§ **What to produce**
Copy the records word for word from the line with "Provide the segmentation of every instance of the tourist" through the end, leaving out the pictures.

§ **Material for the task**

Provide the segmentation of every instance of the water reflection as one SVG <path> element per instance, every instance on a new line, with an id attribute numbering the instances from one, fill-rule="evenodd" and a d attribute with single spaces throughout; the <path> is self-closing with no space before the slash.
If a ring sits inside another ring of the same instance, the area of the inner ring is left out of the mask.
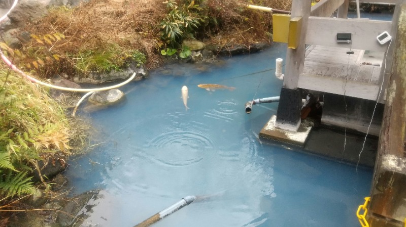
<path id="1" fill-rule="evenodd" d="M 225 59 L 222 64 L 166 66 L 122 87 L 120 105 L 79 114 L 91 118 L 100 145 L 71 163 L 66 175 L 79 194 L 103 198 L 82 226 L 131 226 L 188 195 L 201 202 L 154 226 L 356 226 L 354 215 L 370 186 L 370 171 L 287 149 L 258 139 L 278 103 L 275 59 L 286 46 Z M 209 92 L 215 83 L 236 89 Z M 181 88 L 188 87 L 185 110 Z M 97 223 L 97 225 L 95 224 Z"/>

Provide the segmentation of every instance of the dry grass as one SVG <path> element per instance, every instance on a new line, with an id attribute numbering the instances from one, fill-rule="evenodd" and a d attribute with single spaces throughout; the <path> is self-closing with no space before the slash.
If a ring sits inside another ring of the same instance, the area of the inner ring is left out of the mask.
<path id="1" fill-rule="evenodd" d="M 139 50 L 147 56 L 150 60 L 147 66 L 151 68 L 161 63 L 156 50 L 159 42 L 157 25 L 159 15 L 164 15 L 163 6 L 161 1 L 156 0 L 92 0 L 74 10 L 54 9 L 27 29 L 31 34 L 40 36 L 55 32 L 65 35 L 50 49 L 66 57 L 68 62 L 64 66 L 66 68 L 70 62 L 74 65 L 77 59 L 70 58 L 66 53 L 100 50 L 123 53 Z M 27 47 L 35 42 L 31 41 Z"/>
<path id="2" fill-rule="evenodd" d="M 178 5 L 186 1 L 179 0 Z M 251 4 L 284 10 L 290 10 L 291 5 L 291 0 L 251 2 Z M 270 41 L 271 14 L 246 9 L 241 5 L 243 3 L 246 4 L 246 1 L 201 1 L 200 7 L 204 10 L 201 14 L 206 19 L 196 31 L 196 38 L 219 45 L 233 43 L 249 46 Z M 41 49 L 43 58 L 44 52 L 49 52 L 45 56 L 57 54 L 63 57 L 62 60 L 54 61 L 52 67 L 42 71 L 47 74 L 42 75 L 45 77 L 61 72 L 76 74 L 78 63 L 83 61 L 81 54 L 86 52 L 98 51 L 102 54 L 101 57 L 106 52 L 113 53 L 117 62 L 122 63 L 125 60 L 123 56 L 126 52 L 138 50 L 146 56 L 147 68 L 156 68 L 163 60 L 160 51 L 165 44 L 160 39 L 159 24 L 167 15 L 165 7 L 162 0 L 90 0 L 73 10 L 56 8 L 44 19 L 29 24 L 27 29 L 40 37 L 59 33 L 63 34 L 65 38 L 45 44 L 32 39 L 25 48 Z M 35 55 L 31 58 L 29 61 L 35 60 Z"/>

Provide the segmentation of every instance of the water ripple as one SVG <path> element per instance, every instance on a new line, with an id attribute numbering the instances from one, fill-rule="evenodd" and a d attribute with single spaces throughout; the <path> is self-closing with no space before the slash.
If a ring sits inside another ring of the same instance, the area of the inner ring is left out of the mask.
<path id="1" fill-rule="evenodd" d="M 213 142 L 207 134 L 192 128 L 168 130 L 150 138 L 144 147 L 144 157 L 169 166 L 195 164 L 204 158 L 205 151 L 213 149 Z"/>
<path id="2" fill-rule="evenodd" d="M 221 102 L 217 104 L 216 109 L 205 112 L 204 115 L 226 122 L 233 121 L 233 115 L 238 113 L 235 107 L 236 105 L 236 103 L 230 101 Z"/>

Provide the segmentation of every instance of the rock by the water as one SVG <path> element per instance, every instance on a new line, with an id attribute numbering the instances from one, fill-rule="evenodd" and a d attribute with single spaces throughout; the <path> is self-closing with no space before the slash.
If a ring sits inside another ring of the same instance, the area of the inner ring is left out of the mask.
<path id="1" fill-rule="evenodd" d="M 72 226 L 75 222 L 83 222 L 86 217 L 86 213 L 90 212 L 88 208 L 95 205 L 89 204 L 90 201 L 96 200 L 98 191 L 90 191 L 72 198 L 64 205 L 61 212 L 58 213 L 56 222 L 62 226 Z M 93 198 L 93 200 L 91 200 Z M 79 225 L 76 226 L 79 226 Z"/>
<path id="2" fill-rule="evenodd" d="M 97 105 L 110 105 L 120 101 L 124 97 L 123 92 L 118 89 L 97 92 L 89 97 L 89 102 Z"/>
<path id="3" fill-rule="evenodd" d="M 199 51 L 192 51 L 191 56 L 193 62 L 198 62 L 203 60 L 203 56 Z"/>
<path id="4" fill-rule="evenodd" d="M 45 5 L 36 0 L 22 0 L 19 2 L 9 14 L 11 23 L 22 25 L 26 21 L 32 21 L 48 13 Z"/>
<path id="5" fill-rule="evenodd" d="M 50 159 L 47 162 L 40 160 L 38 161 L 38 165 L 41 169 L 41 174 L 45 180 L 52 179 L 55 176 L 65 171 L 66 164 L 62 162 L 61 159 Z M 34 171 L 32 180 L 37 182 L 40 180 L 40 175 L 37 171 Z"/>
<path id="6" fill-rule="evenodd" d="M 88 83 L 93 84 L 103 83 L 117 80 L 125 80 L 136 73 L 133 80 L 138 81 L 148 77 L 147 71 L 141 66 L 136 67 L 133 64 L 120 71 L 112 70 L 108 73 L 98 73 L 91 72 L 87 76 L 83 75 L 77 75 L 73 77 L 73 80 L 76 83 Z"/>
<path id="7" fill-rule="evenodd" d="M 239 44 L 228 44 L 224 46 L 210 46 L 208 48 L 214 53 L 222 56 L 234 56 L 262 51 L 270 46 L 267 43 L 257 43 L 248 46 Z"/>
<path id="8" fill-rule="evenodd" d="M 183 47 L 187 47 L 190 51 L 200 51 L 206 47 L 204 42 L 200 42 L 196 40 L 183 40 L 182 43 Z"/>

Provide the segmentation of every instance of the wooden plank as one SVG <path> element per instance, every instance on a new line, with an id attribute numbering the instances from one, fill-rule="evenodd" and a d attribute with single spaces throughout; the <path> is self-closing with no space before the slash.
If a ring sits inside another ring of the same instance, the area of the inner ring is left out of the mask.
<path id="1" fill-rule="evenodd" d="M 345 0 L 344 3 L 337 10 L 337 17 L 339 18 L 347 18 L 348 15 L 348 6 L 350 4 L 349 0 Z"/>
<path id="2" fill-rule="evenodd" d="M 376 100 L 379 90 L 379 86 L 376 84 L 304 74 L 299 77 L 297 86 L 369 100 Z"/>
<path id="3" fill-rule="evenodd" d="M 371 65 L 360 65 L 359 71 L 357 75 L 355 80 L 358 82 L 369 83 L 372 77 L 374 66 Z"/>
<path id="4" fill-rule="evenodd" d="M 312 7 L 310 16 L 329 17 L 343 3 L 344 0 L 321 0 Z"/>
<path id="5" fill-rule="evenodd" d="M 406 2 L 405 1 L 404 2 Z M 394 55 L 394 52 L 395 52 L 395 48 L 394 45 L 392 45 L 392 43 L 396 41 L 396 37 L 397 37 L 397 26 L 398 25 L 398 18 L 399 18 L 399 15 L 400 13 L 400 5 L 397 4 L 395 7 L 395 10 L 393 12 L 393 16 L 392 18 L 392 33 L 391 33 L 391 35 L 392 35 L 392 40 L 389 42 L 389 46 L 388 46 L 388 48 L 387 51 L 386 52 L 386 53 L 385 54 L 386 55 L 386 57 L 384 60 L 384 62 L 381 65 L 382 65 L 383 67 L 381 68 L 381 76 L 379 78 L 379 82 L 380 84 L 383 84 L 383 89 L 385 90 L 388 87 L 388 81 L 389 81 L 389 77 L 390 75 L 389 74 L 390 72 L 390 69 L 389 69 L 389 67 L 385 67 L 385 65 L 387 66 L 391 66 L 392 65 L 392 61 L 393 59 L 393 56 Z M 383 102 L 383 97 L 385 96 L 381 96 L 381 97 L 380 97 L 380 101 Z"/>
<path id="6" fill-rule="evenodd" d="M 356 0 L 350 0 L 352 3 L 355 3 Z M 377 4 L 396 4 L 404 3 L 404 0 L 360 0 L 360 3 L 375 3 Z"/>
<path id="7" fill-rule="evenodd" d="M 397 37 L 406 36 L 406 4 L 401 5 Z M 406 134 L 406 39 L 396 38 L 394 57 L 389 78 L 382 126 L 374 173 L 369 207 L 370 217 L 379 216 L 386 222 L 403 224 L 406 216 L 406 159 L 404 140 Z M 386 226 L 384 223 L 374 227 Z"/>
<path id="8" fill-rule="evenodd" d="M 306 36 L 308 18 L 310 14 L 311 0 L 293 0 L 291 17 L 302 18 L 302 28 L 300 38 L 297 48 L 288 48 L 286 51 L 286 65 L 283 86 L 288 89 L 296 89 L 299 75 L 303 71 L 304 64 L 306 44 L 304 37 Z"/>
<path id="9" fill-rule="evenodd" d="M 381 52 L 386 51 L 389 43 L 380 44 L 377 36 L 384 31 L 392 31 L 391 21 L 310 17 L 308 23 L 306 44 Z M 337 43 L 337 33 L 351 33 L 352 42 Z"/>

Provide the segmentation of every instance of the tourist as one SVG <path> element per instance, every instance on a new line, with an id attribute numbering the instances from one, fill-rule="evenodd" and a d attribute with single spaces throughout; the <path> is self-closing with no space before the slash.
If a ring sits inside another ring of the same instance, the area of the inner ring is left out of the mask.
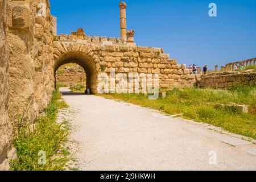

§ **Answer below**
Provide the segmentation of every instance of the tourist as one SVG <path> element per instance, every instance on a new line, with an id attribute numbering the instances from one, fill-rule="evenodd" and a d attribute with single spaces throughout; the <path> is self-closing with no space before the slash.
If a ring sits inside another ring of the same instance, the area of the inner ring is left out of the mask.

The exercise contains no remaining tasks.